→ Problem to solve
Reproduce the data in full, exactly as given, leaving images out.

→ Given records
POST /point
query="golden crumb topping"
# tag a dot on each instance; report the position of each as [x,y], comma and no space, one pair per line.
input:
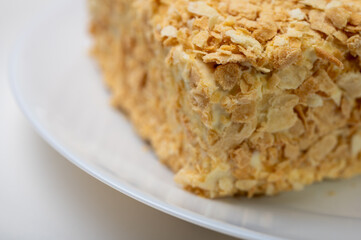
[263,33]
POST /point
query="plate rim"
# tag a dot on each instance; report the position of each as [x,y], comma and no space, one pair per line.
[132,192]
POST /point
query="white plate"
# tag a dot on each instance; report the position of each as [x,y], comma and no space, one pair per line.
[60,90]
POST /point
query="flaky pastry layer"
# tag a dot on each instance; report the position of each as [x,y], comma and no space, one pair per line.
[238,96]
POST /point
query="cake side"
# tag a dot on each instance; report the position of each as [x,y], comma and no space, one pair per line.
[238,100]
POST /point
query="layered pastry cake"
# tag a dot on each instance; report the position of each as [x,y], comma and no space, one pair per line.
[238,97]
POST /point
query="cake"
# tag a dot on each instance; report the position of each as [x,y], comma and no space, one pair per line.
[238,97]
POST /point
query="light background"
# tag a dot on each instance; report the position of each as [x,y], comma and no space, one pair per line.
[42,195]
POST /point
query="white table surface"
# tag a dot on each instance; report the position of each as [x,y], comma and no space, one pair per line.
[42,195]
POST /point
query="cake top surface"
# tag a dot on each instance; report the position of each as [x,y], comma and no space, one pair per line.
[266,34]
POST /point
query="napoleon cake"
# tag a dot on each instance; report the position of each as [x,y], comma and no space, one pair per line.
[238,97]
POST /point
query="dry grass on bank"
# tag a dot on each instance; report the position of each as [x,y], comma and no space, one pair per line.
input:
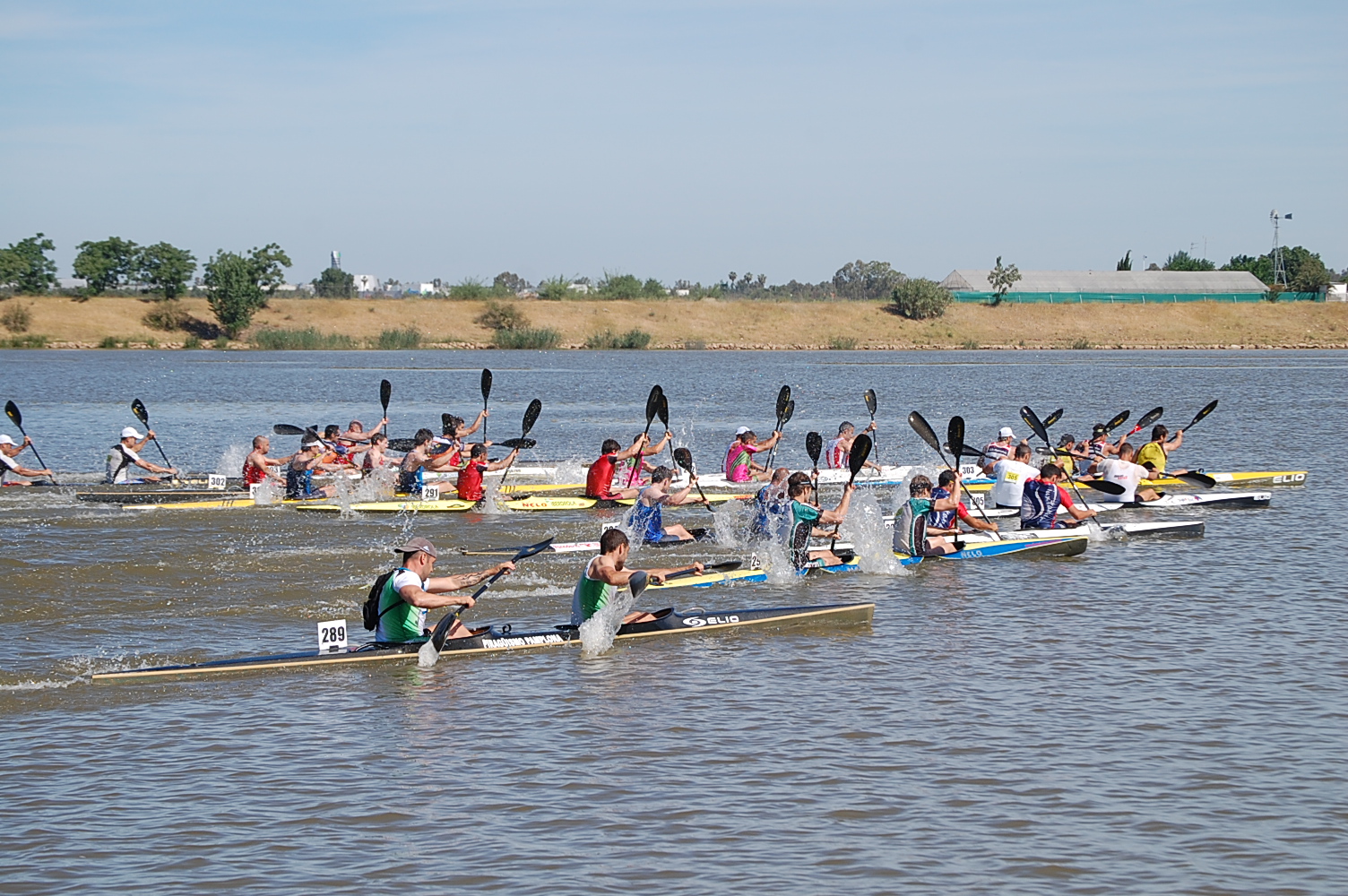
[677,323]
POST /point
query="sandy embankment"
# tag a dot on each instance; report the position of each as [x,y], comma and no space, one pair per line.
[748,325]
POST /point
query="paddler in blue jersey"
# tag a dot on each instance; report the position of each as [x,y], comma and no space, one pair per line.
[646,521]
[607,573]
[403,596]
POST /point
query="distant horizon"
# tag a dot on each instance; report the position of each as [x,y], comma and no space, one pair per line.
[676,141]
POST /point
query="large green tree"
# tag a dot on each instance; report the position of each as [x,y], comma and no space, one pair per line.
[166,269]
[107,264]
[866,280]
[334,283]
[238,285]
[24,264]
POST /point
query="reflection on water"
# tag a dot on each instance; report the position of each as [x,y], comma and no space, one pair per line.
[1149,717]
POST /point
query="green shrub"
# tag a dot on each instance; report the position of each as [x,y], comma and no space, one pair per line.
[609,340]
[502,315]
[309,339]
[166,315]
[16,318]
[527,339]
[920,298]
[395,340]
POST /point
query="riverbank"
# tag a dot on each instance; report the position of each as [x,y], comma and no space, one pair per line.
[117,323]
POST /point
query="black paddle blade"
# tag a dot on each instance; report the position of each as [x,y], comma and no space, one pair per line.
[1197,478]
[860,453]
[815,446]
[1196,417]
[652,403]
[1033,420]
[531,412]
[923,430]
[1104,486]
[955,438]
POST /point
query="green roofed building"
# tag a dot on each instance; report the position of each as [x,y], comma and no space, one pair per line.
[1119,286]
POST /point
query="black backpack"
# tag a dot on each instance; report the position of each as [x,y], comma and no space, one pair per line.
[369,609]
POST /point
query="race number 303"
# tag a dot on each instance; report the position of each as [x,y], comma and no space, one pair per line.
[332,636]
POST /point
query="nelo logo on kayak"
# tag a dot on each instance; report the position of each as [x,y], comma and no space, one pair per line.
[697,621]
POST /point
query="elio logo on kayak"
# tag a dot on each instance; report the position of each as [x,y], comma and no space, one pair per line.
[698,621]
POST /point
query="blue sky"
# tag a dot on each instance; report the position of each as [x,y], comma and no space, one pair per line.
[678,141]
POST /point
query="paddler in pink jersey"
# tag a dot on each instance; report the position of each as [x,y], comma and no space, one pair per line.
[739,457]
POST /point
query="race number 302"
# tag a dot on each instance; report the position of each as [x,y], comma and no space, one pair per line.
[332,636]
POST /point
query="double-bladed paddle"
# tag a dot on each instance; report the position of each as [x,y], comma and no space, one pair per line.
[1033,420]
[487,392]
[531,412]
[685,459]
[13,412]
[429,651]
[652,406]
[783,401]
[871,406]
[954,431]
[138,407]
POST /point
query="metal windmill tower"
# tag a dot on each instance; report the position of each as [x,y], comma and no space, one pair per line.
[1280,272]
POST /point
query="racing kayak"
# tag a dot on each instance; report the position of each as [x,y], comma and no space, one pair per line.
[1057,546]
[500,641]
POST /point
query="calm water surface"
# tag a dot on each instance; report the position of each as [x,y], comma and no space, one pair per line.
[1152,717]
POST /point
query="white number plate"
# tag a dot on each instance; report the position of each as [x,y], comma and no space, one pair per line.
[332,636]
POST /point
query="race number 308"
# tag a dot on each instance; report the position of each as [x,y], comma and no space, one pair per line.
[332,636]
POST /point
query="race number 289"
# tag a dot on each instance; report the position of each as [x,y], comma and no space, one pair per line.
[332,636]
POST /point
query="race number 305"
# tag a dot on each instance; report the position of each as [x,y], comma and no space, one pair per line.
[332,636]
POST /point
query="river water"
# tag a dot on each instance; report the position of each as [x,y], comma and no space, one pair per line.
[1152,717]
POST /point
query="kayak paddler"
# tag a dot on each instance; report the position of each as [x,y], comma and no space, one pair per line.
[409,591]
[125,454]
[805,516]
[948,521]
[8,451]
[471,478]
[910,532]
[1157,452]
[646,521]
[739,457]
[1042,496]
[607,573]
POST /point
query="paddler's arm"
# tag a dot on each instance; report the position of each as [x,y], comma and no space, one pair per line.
[443,583]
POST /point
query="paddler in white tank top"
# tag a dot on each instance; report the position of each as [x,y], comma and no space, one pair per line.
[604,574]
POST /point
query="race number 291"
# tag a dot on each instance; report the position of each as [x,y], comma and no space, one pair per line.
[332,636]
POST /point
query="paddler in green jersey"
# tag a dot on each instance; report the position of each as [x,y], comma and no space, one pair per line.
[410,591]
[607,573]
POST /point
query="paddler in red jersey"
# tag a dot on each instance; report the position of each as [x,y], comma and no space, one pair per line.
[471,478]
[256,464]
[599,481]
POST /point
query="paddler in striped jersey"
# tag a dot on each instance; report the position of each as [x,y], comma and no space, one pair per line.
[607,573]
[409,591]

→ Written answer
POST /point
query="golden crumb topping"
# tag a dot on each instance; report the position of each as [x,y], comma and no space, one pair per line.
input:
[263,33]
POST /point
query="plate rim"
# tag a dot on each instance; report the position of each as [x,y], comma and no space, one pair per line.
[132,192]
POST /point
query="white plate"
# tag a dot on each instance; report the position of each as [x,y], comma and no space, one pair per line.
[60,90]
POST /point
query="flaky pastry layer"
# tag a dot on each instance; report the position of each as [x,y], comma and no space, one pair per line.
[238,96]
POST /point
query="cake side"
# tag a dot on each instance; report the position of each as [x,y], comma and no space, one pair per line.
[238,100]
POST /point
query="layered pastry cake"
# tag a dot on each instance; report the position of each as [x,y], comma and no space, one pair per line.
[238,97]
POST /point
query="cake"
# tag a dot on each instance; report the position of each as [x,y], comma and no space, one pair per line.
[238,97]
POST /point
query="light background"
# tag a dot on each instance; report the position of each as [x,y], comma and no space, one pair per line.
[42,195]
POST /point
query="white table surface"
# tag a dot on each instance; report the position of each as [x,y], comma and no space, one pair per line.
[42,195]
POST /point
query="cake top surface"
# tag a dot on each instance; report the position of each as [x,y], comma and no space, one pair per line.
[266,34]
POST /point
query="napoleon cake"
# tag a dot on each instance; report the position of each as [x,y], comma and no space, one pair per line.
[238,97]
POST /point
query="dry grass on bank"
# tag a dot on each instance; report the position of each as [x,y], comma and no space, one pair per line.
input:
[677,323]
POST /point
query="sandy embankment"
# tag a dot on each instance; report the position of each as [x,y], comma and no space, one pair per line.
[748,325]
POST /point
query="paddler in blue jersey"
# tag a dot on each instance; report the position of each as [x,y], comma and no space, one pair per line.
[646,521]
[607,573]
[403,596]
POST /point
query="distant horizon"
# tag a dot on each instance; report the position of each as [x,y], comma and no space, one pair per line.
[676,141]
POST /point
query="large green tree"
# tag a dot on each instance; report the position of each as [x,y], comma and no space, one pair per line.
[166,269]
[107,264]
[866,280]
[334,283]
[238,285]
[24,264]
POST /point
query="reflection on water"
# tag a dot on each instance; report the position of each as [x,y], comma and no space, one pair per line.
[1149,717]
POST /point
query="green shrub"
# tag a dot on each instance; report the position of each as [x,y], comma and no space, one pair per line.
[609,340]
[502,315]
[309,339]
[166,315]
[16,318]
[527,339]
[920,298]
[395,340]
POST /point
query="riverbank"
# tag a dot on each instance; report the position of each as [x,y], comma and no space, one pair per line.
[117,323]
POST /point
query="black paddle blade"
# tag a dot on each instance; report the position of each as [x,y], comma and no space, one pair per line.
[1197,478]
[860,453]
[815,446]
[1196,417]
[652,403]
[1033,420]
[531,412]
[923,430]
[1104,486]
[955,438]
POST /point
query="green roofed building"
# tag a dot on each instance; report the position of each as [x,y], comma and no space, one pair per line.
[1119,286]
POST /point
query="black backpack"
# tag a dot on each instance; report the position of each as [x,y], comma and no space, one pair per line.
[369,609]
POST /point
query="race number 303"
# tag a dot on each instance; report the position of each as [x,y], comma and no space, one pair per line.
[332,636]
POST /point
query="nelo logo on kayak"
# tag a dot on each instance; report the position of each as [x,y], comma and no space, one pair per line.
[697,621]
POST /point
query="elio logo on kayak"
# tag a dot on each instance; report the position of each as [x,y], comma and no space, one pair per line.
[698,621]
POST /point
query="blue sky"
# tag a dot on each instance; report the position of each as [x,y], comma and no space, one pair per line.
[678,141]
POST /point
query="paddler in pink jersey"
# tag a dot on each instance; report the position of each as [x,y], comma and no space, one pair per line.
[739,457]
POST /point
query="race number 302"
# tag a dot on each instance; report the position of each as [x,y], comma and no space, one pair per line.
[332,636]
POST /point
query="double-bladed paddle"
# tag a dot on each instance; report the position of each as [x,y], comma and no space, one pair per line.
[1033,420]
[487,392]
[531,412]
[685,459]
[13,412]
[429,651]
[652,406]
[783,401]
[871,406]
[954,431]
[138,407]
POST /point
query="metal windmill tower"
# tag a dot on each instance; report the position of each as [x,y], comma and no space, one pair per line.
[1280,272]
POST /point
query="racing kayak"
# tag a dot on each instance; report the position of each as [x,y], comma and no space, one pair per line.
[1057,546]
[500,641]
POST /point
query="calm water surface"
# tag a dot on each instance; report the position of each as [x,y], comma and no space, one pair per line.
[1152,717]
POST /point
query="white number plate"
# tag a dot on each instance; report the position of each as [x,y], comma and no space, one pair per line.
[332,636]
POST /point
query="race number 308"
# tag a dot on each instance; report the position of each as [x,y], comma and no space, one pair per line.
[332,636]
POST /point
query="race number 289"
# tag a dot on each instance; report the position of each as [x,y], comma and no space, one pair per line.
[332,636]
POST /point
query="race number 305"
# tag a dot on each instance; report the position of each as [x,y], comma and no space, one pair per line.
[332,636]
POST /point
query="river water"
# tag a dot on each instance; report the position of each as [x,y], comma and no space, one pair per line.
[1152,717]
POST /point
query="kayak paddler"
# tag a dot on each instance; report the position of each as [x,y], comma and no space, one pair per line.
[409,591]
[125,454]
[805,516]
[948,521]
[8,451]
[471,478]
[910,532]
[1157,452]
[646,521]
[739,457]
[1042,496]
[607,573]
POST /point
query="paddler's arm"
# tag a dot on each instance; report the position of each as [x,y], comma and no space, one pair per line.
[443,583]
POST /point
query="paddler in white tank top"
# tag a dot on each instance; report the position of each as [x,y], comma and no space, one pair per line.
[604,574]
POST /point
query="race number 291"
# tag a dot on each instance; report the position of each as [x,y], comma and no space, one pair per line.
[332,636]
POST /point
query="paddler in green jersey"
# tag a dot on each instance; report the position of each as [x,y], comma and no space, one pair per line.
[410,591]
[607,573]
POST /point
query="paddler in red jersey"
# tag a dot on each instance; report the position of each as [x,y], comma and no space, one pair per line.
[471,478]
[256,464]
[599,481]
POST /point
query="paddler in striped jersey"
# tag a dot on each instance; report the position of each as [x,y], comma and no space, one pair per line.
[607,573]
[409,591]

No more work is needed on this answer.